*Task directions:* Please transcribe every record below exactly as written.

________________

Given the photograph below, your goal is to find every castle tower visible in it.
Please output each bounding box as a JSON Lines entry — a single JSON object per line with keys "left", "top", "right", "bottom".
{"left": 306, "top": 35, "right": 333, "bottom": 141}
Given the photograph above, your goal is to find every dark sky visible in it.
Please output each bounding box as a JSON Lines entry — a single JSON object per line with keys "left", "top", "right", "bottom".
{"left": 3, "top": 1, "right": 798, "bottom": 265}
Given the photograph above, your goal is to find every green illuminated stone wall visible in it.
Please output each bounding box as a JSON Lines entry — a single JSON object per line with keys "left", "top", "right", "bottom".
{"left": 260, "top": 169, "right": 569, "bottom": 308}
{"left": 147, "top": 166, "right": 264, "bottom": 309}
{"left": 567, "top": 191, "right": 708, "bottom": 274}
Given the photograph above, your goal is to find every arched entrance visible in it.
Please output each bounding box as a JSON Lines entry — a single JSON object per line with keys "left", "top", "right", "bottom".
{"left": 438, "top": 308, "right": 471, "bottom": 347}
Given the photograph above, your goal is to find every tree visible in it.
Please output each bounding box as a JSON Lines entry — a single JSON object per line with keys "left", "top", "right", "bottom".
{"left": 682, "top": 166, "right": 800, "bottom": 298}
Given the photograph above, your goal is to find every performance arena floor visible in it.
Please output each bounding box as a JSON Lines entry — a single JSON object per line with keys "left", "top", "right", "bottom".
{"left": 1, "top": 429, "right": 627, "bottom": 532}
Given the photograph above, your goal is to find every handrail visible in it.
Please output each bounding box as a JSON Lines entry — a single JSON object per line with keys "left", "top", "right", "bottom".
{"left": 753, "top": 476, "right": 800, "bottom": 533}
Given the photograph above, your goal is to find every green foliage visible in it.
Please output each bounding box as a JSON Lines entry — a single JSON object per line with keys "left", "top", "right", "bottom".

________________

*Output for this task:*
Given the photograph below, your goal is to find every castle tower visible in it.
Please output each bounding box as a JSON Lines entry — a single JSON object per line with keys "left", "top", "right", "bottom".
{"left": 306, "top": 35, "right": 333, "bottom": 141}
Given the photograph above, your goal is to find every dark sky visible in it.
Please output each bounding box as a JSON Lines entry — a single JSON object per line with keys "left", "top", "right", "bottom".
{"left": 3, "top": 1, "right": 798, "bottom": 265}
Given the photograph above, your goal is to find every green illuminated stone wall visible in it.
Please output each bounding box as a JSON Lines entry — a single JSON object per line with keys "left", "top", "right", "bottom".
{"left": 260, "top": 169, "right": 569, "bottom": 308}
{"left": 147, "top": 166, "right": 264, "bottom": 309}
{"left": 567, "top": 191, "right": 708, "bottom": 274}
Given the photograph above, your goal is to find every arched entrance visible in it.
Please output each bounding box as a JSON Lines entry — a single JSON object per line with keys "left", "top", "right", "bottom".
{"left": 438, "top": 308, "right": 471, "bottom": 347}
Given the photograph above, your goal is to find every tree visible in it.
Please output each bounding box as a JSON Lines entry — a single JSON object per line with keys "left", "top", "right", "bottom".
{"left": 682, "top": 166, "right": 800, "bottom": 298}
Given the photograph above, your goal is to find every performance arena floor visible in it.
Please output each bounding box as a JSON Lines entry — a single JSON object per line with keys "left", "top", "right", "bottom".
{"left": 1, "top": 429, "right": 627, "bottom": 532}
Given the photograph above, your goal is to find every handrail visible in it.
Please output each bounding box as a JSON Lines entry — a single JSON object per line with keys "left", "top", "right", "bottom".
{"left": 753, "top": 476, "right": 800, "bottom": 533}
Given the photograph above, your goal is to find every green foliage visible in it.
Please output each bounding box as a JSON Lines entry — a single JSON object per line with keys "left", "top", "right", "bottom".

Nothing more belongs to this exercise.